Telegram—the company behind a secure messaging application called Telegram Messenger, which was already popular in the blockchain community due to its security features—intended to deliver Grams in conjunction with the deployment of its TON Blockchain network. Telegram’s plan was to leverage its existing Messenger user base to create a large, functioning blockchain network on which Grams would exist.
According to the SEC, Telegram raised approximately $1.7 billion in presales of Grams to a group of initial presale investors—including $424.5 million raised from 39 investors in the United States. The SEC complaint did not specify this, but the presale was conducted via a Regulation D offering in which was limited to “accredited investors” with incomes of over $200,000 per year or a net worth of over $1 million, or to companies with over $5 million in assets. Companies file a Form D with the SEC claiming that a certain offering is exempt from securities registration requirements.
According to reports at the time of the presale—which took place in early 2018—Telegram utilized “Simple Agreements for Future Tokens,” or “SAFTs,” which investors signed in exchange for delivery of tokens by the end of October 2019. The SEC’s complaint alleges that presale purchasers paid between $0.37 and $1.33 per Gram while being informed that the “Reference Price” of Grams at the time of the launch of the TON Blockchain and token delivery would be $3.62 per Gram.

# EXERCISES TO COMPLETE
1. Locate each line in the listing below that contains the word "dirt", and copy those lines.
2. Pick up the passage above on Telegram's sale of Grams after its final sentence and write what comes next.

# MATERIAL SHOWN
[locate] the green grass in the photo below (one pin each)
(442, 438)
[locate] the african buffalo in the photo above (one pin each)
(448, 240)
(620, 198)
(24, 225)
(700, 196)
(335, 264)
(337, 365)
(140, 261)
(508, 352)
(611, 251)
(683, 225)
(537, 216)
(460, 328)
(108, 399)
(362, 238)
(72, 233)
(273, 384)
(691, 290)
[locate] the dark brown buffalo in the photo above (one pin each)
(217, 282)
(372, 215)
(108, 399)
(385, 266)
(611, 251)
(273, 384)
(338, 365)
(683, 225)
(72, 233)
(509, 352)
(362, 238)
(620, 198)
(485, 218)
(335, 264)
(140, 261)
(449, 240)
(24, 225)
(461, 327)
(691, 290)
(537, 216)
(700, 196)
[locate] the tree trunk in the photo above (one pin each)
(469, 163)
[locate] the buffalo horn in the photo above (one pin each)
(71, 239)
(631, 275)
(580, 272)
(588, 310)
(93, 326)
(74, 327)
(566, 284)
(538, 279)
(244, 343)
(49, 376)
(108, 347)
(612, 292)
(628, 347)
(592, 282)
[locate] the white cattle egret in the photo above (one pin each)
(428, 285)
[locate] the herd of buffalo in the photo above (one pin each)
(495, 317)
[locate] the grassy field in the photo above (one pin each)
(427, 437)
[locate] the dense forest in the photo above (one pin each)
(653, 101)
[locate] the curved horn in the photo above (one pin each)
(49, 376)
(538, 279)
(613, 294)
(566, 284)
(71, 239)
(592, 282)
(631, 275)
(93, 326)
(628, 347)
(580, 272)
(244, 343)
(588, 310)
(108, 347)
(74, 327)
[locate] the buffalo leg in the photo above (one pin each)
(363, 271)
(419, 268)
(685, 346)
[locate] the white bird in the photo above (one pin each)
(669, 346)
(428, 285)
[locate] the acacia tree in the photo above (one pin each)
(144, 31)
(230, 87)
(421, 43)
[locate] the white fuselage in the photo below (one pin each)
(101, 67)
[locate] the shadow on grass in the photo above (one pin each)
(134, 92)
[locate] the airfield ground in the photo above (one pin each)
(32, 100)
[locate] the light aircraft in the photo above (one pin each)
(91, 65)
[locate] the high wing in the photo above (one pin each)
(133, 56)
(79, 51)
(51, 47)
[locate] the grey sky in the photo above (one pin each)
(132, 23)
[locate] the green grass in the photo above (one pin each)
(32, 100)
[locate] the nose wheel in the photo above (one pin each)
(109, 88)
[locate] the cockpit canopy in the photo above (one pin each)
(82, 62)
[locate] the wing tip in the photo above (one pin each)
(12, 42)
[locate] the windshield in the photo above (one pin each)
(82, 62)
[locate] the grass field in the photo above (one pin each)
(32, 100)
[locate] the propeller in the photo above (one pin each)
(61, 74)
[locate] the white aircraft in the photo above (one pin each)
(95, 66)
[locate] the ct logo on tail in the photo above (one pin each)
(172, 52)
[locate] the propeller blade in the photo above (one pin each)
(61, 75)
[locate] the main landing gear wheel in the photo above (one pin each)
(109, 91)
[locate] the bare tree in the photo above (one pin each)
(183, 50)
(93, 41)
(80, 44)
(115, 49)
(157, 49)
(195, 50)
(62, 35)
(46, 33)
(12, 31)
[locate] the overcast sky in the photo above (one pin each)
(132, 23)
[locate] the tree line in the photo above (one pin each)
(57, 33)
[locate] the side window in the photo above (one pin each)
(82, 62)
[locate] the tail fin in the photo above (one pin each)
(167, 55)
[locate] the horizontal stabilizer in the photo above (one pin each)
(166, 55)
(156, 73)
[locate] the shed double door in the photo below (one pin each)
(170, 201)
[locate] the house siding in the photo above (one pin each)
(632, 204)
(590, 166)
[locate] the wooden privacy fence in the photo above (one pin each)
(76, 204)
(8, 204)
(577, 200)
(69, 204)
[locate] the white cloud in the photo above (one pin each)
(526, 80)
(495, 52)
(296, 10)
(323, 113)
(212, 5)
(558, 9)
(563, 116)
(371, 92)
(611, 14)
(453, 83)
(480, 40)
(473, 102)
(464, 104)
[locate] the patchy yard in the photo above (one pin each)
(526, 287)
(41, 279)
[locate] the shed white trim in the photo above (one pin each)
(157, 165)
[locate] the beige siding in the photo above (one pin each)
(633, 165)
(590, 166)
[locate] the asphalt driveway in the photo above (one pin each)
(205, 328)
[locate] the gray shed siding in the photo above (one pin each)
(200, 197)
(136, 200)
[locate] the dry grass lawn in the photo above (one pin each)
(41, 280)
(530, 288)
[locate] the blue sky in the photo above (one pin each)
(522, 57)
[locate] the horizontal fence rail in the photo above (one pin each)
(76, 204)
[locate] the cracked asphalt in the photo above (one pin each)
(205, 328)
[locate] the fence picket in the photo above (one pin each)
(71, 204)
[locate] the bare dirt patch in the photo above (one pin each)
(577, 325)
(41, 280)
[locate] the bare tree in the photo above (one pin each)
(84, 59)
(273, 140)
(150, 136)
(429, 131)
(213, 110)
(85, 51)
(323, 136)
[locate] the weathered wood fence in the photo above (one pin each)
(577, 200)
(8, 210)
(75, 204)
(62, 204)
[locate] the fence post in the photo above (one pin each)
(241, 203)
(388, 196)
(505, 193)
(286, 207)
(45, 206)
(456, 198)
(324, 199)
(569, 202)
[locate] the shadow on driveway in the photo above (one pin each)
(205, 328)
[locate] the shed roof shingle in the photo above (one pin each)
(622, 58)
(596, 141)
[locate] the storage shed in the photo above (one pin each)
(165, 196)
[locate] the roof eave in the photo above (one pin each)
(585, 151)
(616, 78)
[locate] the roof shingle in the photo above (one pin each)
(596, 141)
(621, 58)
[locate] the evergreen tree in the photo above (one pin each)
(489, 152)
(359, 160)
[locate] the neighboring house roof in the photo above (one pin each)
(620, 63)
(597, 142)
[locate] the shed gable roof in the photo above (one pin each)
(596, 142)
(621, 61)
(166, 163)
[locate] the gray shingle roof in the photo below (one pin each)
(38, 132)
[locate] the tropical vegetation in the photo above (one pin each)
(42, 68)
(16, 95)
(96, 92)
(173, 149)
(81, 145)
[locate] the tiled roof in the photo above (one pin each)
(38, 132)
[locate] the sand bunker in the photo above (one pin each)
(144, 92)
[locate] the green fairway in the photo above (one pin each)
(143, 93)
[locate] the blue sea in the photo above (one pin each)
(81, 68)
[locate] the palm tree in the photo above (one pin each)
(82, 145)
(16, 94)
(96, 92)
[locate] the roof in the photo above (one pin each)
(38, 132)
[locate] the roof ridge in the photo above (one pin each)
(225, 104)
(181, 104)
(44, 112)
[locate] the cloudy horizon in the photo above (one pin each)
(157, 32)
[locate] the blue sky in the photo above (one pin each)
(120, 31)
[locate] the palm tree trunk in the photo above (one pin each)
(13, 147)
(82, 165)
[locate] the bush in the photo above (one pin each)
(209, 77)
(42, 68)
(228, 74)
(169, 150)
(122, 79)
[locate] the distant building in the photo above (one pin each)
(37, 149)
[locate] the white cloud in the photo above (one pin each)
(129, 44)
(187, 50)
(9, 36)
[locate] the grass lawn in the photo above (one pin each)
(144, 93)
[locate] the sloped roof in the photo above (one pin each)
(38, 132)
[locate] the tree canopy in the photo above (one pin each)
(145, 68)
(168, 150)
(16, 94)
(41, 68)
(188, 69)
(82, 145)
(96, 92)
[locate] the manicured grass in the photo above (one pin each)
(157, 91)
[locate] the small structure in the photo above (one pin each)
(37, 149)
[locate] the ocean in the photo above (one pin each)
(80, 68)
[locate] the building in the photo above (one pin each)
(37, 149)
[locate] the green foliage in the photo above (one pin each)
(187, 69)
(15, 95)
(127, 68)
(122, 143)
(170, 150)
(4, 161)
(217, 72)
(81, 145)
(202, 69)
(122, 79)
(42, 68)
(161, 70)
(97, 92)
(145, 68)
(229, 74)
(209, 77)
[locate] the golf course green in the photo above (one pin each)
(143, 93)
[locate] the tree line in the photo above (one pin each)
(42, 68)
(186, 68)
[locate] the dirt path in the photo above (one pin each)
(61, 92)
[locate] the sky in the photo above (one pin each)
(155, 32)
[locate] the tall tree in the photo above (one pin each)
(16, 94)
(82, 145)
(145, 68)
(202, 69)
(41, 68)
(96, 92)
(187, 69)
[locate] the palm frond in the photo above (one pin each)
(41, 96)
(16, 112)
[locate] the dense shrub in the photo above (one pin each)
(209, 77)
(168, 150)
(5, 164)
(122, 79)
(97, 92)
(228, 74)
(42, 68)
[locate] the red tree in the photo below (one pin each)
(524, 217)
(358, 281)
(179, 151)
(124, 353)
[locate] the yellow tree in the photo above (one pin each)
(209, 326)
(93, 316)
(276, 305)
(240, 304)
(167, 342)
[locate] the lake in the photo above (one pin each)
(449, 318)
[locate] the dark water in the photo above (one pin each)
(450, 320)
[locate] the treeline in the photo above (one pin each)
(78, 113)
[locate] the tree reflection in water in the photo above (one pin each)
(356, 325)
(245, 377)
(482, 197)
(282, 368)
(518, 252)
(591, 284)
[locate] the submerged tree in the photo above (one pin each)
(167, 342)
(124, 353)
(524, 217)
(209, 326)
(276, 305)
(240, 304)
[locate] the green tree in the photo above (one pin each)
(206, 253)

# TASK-BY-TASK OUTPUTS
1.
[locate] the bare dirt patch in the photo above (one pin each)
[locate] the dirt path in the photo above (one pin each)

2.
In spite of the purported exemption from registration requirements under Regulation D, the SEC took issue with Telegram’s offering in that Telegram clearly disclosed to investors that it planned to utilize funds from the presale to develop its blockchain technology—which was not a functioning network at the time of the sale—and pay related expenses. The critical analysis in the SEC’s complaint is that:
“Grams are securities because the Initial Purchasers and subsequent investors expect to profit from Telegram’s work: the development of a TON “ecosystem,” integration with Messenger, and implementation of the new TON Blockchain. Grams are not a currency because, among other things, there are not any products or services that can be purchased with Grams. Rather, there is an expectation on the part of investors that they will profit if Telegram builds out the functionalities it has promised”.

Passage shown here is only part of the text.